**Box annotations for photos**:

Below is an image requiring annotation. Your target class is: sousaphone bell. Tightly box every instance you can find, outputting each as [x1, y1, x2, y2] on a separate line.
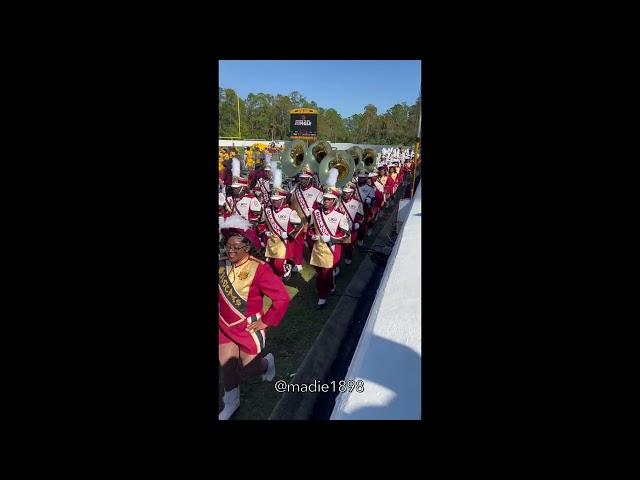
[318, 150, 356, 188]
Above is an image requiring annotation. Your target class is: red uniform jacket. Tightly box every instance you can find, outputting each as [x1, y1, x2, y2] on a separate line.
[218, 255, 291, 327]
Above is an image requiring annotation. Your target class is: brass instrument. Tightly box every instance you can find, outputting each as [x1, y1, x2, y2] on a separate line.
[347, 145, 364, 173]
[303, 140, 332, 173]
[318, 150, 356, 188]
[280, 140, 307, 177]
[362, 148, 377, 172]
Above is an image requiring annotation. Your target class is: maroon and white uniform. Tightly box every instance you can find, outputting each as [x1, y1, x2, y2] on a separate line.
[264, 202, 302, 278]
[337, 196, 364, 260]
[226, 193, 262, 244]
[290, 182, 322, 265]
[307, 208, 350, 299]
[356, 184, 376, 240]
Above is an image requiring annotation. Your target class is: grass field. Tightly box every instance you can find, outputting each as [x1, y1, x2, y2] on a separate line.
[218, 187, 404, 420]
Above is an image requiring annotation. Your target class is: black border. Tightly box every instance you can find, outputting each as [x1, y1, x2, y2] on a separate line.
[84, 50, 556, 441]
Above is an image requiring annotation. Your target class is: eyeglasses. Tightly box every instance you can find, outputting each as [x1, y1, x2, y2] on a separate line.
[224, 243, 249, 252]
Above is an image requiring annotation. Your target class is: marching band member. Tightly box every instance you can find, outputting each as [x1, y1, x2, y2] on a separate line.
[218, 215, 291, 420]
[307, 178, 350, 310]
[287, 168, 322, 272]
[264, 167, 302, 280]
[367, 172, 385, 230]
[378, 165, 393, 208]
[385, 162, 402, 206]
[249, 153, 271, 189]
[356, 173, 376, 246]
[337, 182, 364, 265]
[226, 158, 262, 242]
[244, 147, 253, 170]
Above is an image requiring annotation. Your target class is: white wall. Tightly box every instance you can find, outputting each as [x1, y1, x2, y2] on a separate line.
[331, 182, 422, 420]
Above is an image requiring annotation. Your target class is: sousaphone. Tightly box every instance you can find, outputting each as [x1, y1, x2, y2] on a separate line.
[280, 140, 307, 177]
[318, 150, 356, 188]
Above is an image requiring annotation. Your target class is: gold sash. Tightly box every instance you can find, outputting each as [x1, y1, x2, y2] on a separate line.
[218, 260, 247, 325]
[309, 210, 334, 268]
[264, 207, 287, 258]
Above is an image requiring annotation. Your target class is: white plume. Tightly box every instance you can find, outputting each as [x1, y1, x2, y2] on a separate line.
[271, 162, 282, 188]
[220, 215, 251, 234]
[231, 157, 240, 177]
[325, 168, 340, 187]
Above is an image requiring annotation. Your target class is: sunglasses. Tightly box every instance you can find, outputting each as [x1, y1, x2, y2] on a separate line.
[224, 243, 249, 252]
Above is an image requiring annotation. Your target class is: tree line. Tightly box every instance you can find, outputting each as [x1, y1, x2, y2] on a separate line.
[218, 87, 420, 145]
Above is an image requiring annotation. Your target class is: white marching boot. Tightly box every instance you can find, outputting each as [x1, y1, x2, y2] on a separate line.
[218, 386, 240, 420]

**Exercise objective**: Report each line in the records above that contains the string "uniform", copying every such line in full.

**The answer**:
Above is an image requiring annotation. Your target class is: red uniform jacket. Tightly box every instance you can find, outputting each as [x1, y1, x2, y2] on a separate line.
Above is an image requiring annotation. Your target class is: maroon and white uniform. Tightly box every instance you can find, outputting each as [x1, y1, x2, y2] on a separate line.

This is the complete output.